Below are some records; reproduce every one of them exactly.
━━━━━ Provided data ━━━━━
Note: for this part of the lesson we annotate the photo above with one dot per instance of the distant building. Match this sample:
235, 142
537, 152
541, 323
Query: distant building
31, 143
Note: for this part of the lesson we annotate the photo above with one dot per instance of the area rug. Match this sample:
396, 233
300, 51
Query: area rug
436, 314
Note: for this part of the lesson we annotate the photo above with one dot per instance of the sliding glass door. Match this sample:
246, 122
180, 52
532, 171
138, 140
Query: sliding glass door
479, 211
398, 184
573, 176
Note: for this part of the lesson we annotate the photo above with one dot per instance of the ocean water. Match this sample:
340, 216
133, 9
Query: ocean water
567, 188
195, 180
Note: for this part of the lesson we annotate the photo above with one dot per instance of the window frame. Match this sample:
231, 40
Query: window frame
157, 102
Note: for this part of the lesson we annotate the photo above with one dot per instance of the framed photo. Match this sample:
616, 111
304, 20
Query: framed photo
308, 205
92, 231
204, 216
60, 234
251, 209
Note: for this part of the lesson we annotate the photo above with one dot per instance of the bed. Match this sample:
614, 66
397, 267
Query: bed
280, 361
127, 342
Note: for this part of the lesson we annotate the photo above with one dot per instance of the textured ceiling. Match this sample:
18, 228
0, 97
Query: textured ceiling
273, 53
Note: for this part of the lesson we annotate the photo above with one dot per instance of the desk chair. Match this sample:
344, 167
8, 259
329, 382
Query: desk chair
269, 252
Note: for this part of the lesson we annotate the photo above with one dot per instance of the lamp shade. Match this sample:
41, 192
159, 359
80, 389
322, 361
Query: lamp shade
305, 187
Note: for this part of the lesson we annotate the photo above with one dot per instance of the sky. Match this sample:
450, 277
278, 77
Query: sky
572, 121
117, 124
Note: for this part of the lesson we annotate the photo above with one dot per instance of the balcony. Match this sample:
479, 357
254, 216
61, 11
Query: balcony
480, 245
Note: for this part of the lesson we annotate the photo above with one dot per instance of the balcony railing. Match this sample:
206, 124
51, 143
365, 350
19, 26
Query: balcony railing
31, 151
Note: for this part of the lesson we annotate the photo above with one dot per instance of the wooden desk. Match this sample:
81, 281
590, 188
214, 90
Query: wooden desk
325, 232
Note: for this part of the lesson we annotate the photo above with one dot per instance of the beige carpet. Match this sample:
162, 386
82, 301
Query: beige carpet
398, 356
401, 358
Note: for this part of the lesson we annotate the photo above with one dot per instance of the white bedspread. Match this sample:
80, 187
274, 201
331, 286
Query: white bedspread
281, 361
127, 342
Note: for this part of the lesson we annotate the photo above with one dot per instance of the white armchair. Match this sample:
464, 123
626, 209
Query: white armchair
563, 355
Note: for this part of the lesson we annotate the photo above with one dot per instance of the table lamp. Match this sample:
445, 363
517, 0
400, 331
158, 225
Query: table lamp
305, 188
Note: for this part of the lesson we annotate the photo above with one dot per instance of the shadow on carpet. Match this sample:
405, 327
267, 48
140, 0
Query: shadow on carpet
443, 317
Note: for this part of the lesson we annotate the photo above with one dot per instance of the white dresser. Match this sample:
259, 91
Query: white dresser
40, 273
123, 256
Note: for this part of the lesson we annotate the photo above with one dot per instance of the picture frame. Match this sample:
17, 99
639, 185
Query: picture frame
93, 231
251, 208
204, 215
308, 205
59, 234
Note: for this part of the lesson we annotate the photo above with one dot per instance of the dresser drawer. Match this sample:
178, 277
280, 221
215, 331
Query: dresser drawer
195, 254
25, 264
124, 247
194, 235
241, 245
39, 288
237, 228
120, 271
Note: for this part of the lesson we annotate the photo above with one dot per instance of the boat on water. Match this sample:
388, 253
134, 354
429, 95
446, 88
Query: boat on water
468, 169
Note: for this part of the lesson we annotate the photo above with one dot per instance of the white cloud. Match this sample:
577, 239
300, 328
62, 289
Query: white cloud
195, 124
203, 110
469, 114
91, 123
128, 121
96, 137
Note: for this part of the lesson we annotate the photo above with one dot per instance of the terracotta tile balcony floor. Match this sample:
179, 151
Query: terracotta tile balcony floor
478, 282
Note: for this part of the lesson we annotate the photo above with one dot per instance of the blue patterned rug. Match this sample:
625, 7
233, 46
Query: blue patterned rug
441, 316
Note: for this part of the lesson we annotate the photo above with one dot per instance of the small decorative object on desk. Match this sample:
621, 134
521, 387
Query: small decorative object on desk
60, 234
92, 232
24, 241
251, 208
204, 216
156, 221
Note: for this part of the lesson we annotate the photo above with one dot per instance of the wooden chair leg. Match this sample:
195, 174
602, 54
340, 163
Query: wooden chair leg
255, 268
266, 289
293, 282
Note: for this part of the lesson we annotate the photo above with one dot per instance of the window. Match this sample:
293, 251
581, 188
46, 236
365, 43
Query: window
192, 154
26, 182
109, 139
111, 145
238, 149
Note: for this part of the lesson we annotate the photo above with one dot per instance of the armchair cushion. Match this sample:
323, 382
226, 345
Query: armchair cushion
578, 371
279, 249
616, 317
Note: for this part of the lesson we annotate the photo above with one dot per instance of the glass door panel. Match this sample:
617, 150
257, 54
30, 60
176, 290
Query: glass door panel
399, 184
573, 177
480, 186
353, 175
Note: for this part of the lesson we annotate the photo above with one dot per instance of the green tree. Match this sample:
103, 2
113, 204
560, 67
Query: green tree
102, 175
━━━━━
_Exercise result:_
Note: for this part of the lesson we annotate the photo above with one dot per instance of the distant building. Match this sample:
235, 142
537, 152
541, 323
Query: distant building
31, 143
Note: for this part of the lesson we annotate the photo above with one dot per instance of the area rug. Match this sample:
396, 233
300, 51
Query: area rug
436, 314
Note: for this part of the lesson we annotate the photo above with one dot per instance of the sliding glass door. Match this sample:
246, 122
180, 52
532, 171
138, 140
Query: sliding glass door
479, 211
398, 184
573, 176
Note: for this part of the lesson we annotate the photo above with one dot per instance of the ocean water. Match this sample:
340, 216
133, 9
Query: ocean water
567, 188
195, 180
Note: for this part of the lesson we annotate the photo above with one dot per instance of the window frame. Match this sample:
231, 40
Query: window frame
157, 102
Note: for this part of the lesson we annotate the photo above with one dot per instance of the framed photo. Match this sample:
616, 111
304, 20
Query: framed photo
308, 205
92, 231
204, 216
60, 234
251, 209
Note: for this part of the lesson we annotate the photo above with one dot per instance of the bed. Match this sample:
614, 66
397, 267
Query: bed
280, 361
127, 342
Note: for this part of the lesson we annotate the photo above with one dot per instance of the textured ceiling. Match this sample:
18, 228
0, 97
Query: textured ceiling
273, 53
Note: for this part of the lesson we annotate the photo above with one dot per instance of the desk chair. Match this sample:
344, 167
8, 259
329, 382
Query: desk chair
269, 252
Note: for this part of the lesson we annotate the photo above with one dot per instance of the lamp shade. Match this sample:
41, 192
159, 359
80, 389
322, 361
Query: lamp shade
305, 187
Note: for this part of the lesson we annotate the photo above with one dot per instance of the sky. Match this sample:
450, 277
278, 77
Query: sky
572, 121
117, 124
Note: for this part of the lesson we annotate the photo above with one dot per instance of the balcony. Match this sample:
479, 357
254, 216
61, 11
Query: balcony
480, 245
Note: for this part of the lesson we annotate the photo above with one dot per instance of the balcony railing. Match this sample:
206, 124
51, 143
365, 350
19, 26
Query: balcony railing
31, 151
Note: for this part of the lesson we annotate the photo above with one dot per instance of the wooden desk. Match this sample:
81, 281
590, 188
214, 90
Query: wooden desk
325, 232
Note: for this part of the lesson we annotate the photo above with one dot per instance of the beige carpet. Match this sample:
162, 386
82, 301
Query: beige carpet
398, 356
401, 358
Note: for this part of the lesson we annotate the photo above with one dot per instance of the white bedspread. Match this sample:
80, 187
274, 201
331, 286
Query: white bedspread
281, 361
127, 342
Note: for this part of the lesson we annotate the photo above with one dot per instance of the white armchair. Match this sample:
464, 123
626, 209
Query: white armchair
563, 355
Note: for this part of the lesson we annotate the photo above with one dot per instance of the table lamp. Match this sample:
445, 363
517, 0
400, 331
158, 225
Query: table lamp
305, 188
Note: for this part of the lesson we annotate the photo above with one dot per instance of the shadow on carpet. Match this sample:
405, 327
267, 48
140, 0
Query: shadow on carpet
443, 317
Note: for this part of the lesson we annotate the photo above with one dot per instance of the white dresser. Match this sample:
259, 91
Query: white dresser
40, 273
123, 256
Note: for this part of the lesson we annotate the photo above with one dot per instance of the picture frame. Match this sample:
17, 99
639, 185
Query: picture frame
93, 231
251, 208
204, 215
308, 205
59, 234
Note: for this part of the lesson we annotate the photo above with one dot per instance of the dresser drawer. Match this sample:
178, 277
280, 221
215, 331
Query: dresser drawer
195, 254
25, 264
124, 247
194, 235
241, 245
39, 288
237, 228
120, 271
Note: for this part of the lesson we annotate the photo above with one dot per instance of the boat on water. Match this sample:
388, 253
134, 354
429, 95
446, 88
Query: boat on water
468, 169
Note: for this part of the lesson we annotate the photo above with one dot per instance of the white cloud. Match this sample:
577, 239
300, 328
62, 289
Query: white cloud
195, 124
203, 110
469, 114
91, 123
128, 121
96, 137
Note: for this part of the lesson we annotate the photo above with one dot per instance of the terracotta tile balcony floor. Match this sample:
179, 151
Query: terracotta tile balcony floor
478, 282
Note: for this part of the lesson we annotate the photo above with one dot per instance of the blue patterned rug. Match this sample:
625, 7
233, 46
Query: blue patterned rug
441, 316
Note: for this part of the lesson we annotate the photo above with one dot per instance of the small decorative object on desk. Match this sample:
621, 134
521, 387
Query: small decorative object on desk
60, 234
92, 232
24, 241
251, 208
204, 216
156, 221
Note: for this part of the lesson we annotate the photo above with one dot per instance of the wooden chair leg. Match this sample:
195, 174
602, 54
340, 163
Query: wooden chair leg
255, 268
266, 289
293, 282
Note: for this part of the lesson we annotate the photo above with one dot per instance of the window. Match this sample:
293, 251
581, 188
46, 236
365, 43
Query: window
192, 154
26, 182
109, 139
111, 145
238, 149
Note: for this part of the lesson we annotate the photo above with one dot per instance of the armchair cushion. Match this sample:
323, 382
226, 345
Query: armchair cushion
578, 371
279, 249
616, 317
Note: for this part of the lesson we annotate the photo above with one dot per instance of the glass door panel. Match this sample:
617, 150
257, 54
30, 60
176, 290
Query: glass door panel
399, 184
573, 177
480, 186
353, 175
Note: for this part of the lesson we annotate the photo above with one dot per instance of the green tree. Match this sample:
103, 2
113, 204
560, 67
Query: green tree
102, 175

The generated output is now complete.